▶ [Data listing]
◆ ◆ ◆ ◆
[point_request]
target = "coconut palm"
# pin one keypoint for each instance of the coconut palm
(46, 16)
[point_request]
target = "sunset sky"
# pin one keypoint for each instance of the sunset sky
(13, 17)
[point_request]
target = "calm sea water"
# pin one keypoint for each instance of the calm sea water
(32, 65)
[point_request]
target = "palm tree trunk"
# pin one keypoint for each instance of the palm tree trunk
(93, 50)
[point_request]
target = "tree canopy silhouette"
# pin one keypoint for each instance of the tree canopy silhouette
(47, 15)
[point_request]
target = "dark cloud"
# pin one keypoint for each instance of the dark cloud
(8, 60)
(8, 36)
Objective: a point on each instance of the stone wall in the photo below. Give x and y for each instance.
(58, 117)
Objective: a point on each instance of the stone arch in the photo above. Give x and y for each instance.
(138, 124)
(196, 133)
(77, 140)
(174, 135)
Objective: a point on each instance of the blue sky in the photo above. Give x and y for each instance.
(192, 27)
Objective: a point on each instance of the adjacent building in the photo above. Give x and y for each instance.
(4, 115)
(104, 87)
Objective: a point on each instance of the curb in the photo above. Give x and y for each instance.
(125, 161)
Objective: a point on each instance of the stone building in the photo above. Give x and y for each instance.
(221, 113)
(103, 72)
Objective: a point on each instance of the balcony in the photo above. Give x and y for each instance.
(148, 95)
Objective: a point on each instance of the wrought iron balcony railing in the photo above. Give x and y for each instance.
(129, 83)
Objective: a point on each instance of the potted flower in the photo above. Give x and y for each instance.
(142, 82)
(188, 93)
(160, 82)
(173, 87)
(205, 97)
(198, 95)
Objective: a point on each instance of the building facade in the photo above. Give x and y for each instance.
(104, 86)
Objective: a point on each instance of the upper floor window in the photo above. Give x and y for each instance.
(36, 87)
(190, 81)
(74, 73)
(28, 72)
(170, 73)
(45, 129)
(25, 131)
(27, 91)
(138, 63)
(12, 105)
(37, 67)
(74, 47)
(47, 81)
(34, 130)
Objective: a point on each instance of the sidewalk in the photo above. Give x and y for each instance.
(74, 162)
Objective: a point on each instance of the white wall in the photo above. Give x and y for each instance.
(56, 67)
◆ ◆ ◆ ◆
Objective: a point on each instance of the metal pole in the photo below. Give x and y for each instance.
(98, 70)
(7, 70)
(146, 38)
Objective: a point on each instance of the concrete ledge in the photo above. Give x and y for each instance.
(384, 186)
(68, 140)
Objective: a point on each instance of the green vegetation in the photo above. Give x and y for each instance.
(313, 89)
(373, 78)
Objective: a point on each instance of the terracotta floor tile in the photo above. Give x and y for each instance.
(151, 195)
◆ ◆ ◆ ◆
Return only the number of lines in the listing that contain the word "target".

6